(Object pointing dataset records)
▬▬▬
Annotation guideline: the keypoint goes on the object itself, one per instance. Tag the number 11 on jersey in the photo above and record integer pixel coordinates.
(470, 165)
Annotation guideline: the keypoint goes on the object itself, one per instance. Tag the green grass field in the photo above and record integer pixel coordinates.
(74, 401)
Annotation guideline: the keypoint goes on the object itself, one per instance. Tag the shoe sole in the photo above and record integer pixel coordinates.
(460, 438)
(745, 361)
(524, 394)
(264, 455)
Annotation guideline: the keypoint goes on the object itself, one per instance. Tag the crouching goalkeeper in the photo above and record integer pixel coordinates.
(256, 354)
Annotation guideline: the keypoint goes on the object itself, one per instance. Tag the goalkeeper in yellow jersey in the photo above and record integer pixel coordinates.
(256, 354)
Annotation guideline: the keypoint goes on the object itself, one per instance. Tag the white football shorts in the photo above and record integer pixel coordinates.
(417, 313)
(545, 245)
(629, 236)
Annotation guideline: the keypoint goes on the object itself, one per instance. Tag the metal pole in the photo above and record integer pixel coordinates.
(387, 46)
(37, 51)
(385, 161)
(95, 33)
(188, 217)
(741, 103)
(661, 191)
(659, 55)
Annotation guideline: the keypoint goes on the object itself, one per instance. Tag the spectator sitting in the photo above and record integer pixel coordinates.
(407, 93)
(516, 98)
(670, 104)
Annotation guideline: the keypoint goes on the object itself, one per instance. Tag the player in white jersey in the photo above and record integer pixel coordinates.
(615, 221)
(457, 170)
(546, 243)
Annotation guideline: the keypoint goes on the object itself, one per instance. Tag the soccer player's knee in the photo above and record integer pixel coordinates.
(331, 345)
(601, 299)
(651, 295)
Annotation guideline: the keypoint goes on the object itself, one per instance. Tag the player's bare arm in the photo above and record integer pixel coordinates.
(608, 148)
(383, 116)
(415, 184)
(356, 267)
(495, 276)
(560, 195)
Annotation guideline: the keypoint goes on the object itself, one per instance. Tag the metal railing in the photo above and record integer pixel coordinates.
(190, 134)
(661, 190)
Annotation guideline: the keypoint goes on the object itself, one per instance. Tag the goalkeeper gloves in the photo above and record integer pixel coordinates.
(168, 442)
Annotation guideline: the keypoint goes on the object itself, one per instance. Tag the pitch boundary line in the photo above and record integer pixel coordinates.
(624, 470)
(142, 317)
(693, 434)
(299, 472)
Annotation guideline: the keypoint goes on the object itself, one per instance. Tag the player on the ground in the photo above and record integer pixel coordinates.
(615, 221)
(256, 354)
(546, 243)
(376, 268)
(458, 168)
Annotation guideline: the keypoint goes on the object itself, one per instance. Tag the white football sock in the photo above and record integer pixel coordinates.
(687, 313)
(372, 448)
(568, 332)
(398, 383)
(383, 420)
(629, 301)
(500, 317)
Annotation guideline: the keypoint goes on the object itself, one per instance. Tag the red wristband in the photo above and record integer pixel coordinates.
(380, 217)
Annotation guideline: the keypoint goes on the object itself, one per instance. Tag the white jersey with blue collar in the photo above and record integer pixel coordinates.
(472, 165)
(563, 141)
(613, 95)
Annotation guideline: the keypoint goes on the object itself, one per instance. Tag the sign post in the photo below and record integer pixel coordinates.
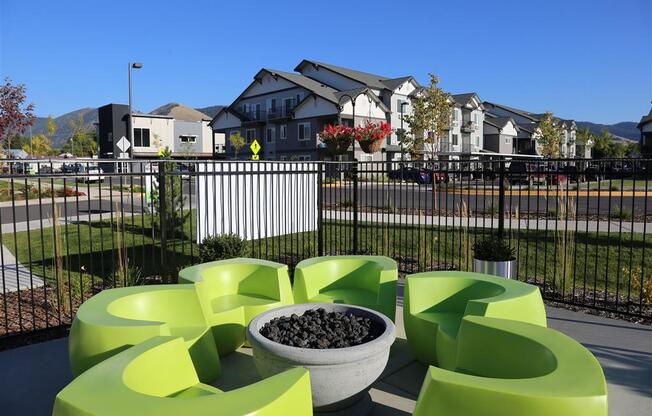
(255, 148)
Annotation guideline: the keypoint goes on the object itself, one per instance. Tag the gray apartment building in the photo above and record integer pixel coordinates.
(285, 111)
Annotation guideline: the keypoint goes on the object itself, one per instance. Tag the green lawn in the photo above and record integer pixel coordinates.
(90, 254)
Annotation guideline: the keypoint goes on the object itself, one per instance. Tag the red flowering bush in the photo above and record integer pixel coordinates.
(371, 135)
(337, 138)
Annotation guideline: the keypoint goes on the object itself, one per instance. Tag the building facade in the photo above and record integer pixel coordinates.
(151, 133)
(645, 126)
(285, 111)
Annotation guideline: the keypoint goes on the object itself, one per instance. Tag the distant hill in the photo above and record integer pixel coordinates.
(63, 122)
(212, 110)
(626, 129)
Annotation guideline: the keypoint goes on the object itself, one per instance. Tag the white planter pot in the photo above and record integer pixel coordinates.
(505, 269)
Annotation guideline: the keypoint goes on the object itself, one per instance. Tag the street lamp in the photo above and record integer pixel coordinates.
(130, 129)
(403, 103)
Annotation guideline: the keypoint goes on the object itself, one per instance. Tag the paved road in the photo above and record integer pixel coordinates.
(370, 195)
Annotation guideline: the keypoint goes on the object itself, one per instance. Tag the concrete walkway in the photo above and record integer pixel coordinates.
(15, 276)
(613, 226)
(32, 375)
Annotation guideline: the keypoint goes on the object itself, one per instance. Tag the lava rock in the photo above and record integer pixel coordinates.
(319, 329)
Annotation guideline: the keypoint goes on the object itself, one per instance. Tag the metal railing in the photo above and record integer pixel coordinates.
(578, 231)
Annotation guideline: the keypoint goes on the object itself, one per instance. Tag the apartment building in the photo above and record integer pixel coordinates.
(286, 111)
(528, 132)
(645, 126)
(192, 138)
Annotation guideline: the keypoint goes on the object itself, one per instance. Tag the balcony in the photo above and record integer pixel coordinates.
(469, 127)
(280, 113)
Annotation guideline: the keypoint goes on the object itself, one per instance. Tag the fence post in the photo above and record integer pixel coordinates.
(162, 215)
(355, 206)
(501, 200)
(320, 218)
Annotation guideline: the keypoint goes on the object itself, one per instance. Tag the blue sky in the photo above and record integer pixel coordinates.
(587, 60)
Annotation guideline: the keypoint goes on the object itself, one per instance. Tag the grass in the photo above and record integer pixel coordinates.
(618, 184)
(91, 254)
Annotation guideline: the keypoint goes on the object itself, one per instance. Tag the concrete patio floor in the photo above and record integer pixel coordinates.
(31, 376)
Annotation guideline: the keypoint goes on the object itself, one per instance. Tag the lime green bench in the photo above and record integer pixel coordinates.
(510, 368)
(435, 303)
(156, 377)
(232, 292)
(368, 281)
(116, 319)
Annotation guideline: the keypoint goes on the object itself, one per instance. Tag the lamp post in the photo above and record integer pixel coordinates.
(403, 103)
(130, 129)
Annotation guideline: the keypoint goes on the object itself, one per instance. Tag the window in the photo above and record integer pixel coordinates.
(141, 137)
(303, 131)
(270, 134)
(257, 114)
(250, 135)
(188, 138)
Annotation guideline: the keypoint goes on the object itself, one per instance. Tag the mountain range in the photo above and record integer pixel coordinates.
(624, 130)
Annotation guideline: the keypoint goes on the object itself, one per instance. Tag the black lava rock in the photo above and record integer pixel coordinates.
(319, 329)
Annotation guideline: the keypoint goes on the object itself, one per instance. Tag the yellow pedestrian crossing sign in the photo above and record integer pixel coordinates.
(255, 148)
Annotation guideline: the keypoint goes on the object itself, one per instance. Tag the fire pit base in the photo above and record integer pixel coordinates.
(339, 377)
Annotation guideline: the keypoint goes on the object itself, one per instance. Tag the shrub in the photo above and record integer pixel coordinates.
(493, 249)
(223, 246)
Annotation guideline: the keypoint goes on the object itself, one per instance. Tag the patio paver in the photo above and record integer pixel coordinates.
(33, 375)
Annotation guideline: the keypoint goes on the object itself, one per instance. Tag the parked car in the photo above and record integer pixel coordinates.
(573, 173)
(410, 174)
(92, 173)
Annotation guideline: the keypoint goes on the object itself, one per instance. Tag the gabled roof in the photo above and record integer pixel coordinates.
(363, 90)
(310, 84)
(645, 120)
(394, 83)
(500, 122)
(522, 113)
(528, 127)
(371, 80)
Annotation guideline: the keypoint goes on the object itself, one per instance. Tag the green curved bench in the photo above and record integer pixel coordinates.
(116, 319)
(435, 302)
(511, 368)
(232, 292)
(156, 377)
(368, 281)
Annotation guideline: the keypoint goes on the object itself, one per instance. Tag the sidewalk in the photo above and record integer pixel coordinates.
(613, 226)
(15, 276)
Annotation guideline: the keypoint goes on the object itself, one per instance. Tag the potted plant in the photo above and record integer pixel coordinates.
(337, 138)
(494, 256)
(371, 135)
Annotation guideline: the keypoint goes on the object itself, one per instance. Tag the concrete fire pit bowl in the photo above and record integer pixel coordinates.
(339, 377)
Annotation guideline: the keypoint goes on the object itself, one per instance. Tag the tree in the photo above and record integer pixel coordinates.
(52, 126)
(550, 136)
(603, 145)
(237, 142)
(429, 121)
(40, 146)
(15, 115)
(83, 141)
▬▬▬
WHAT IS EXPECTED>
Arrange everything from the record containing "Tag the gabled" down to the end of the records as a two-column CSV with the headers "text" and "answer". Give one row per record, put each field in double quotes, and replace any line breaks with spaces.

FINISHED EXERCISE>
text,answer
"Annotation guideline: the keypoint goes on the object itself, one per instance. Tag the gabled roof in the photo above and record integer pixel coordinates.","(363, 90) (310, 84) (645, 120) (394, 83) (500, 122) (522, 113) (528, 127) (371, 80)"
"Annotation guideline: the keypoint goes on the object itself, one per instance. Tag the green curved bench in the photo above and record integer pixel coordinates.","(116, 319) (435, 302) (511, 368) (232, 292) (156, 377) (368, 281)"
"Annotation guideline: the keypoint goes on the object itself, one per instance. Tag the sidewalk in the photo above and record integer pixel coordinates.","(613, 226) (15, 276)"
"Annotation guideline: the keypoint goes on the object itself, one per instance. Tag the potted plant in the photo above and record integer pixel coordinates.","(337, 138) (494, 256) (371, 135)"
"Annotation guideline: the keypoint goes on the object itself, one per instance. Tag the concrete fire pit bowl in the photo above and record integer pixel coordinates.","(339, 377)"
"Annotation guideline: the keypoint goes on the object itself, one per instance. Tag the tree in the photo above and record integer pixel coordinates.","(52, 126) (550, 136) (603, 145) (237, 142) (429, 121) (40, 146) (15, 115) (83, 141)"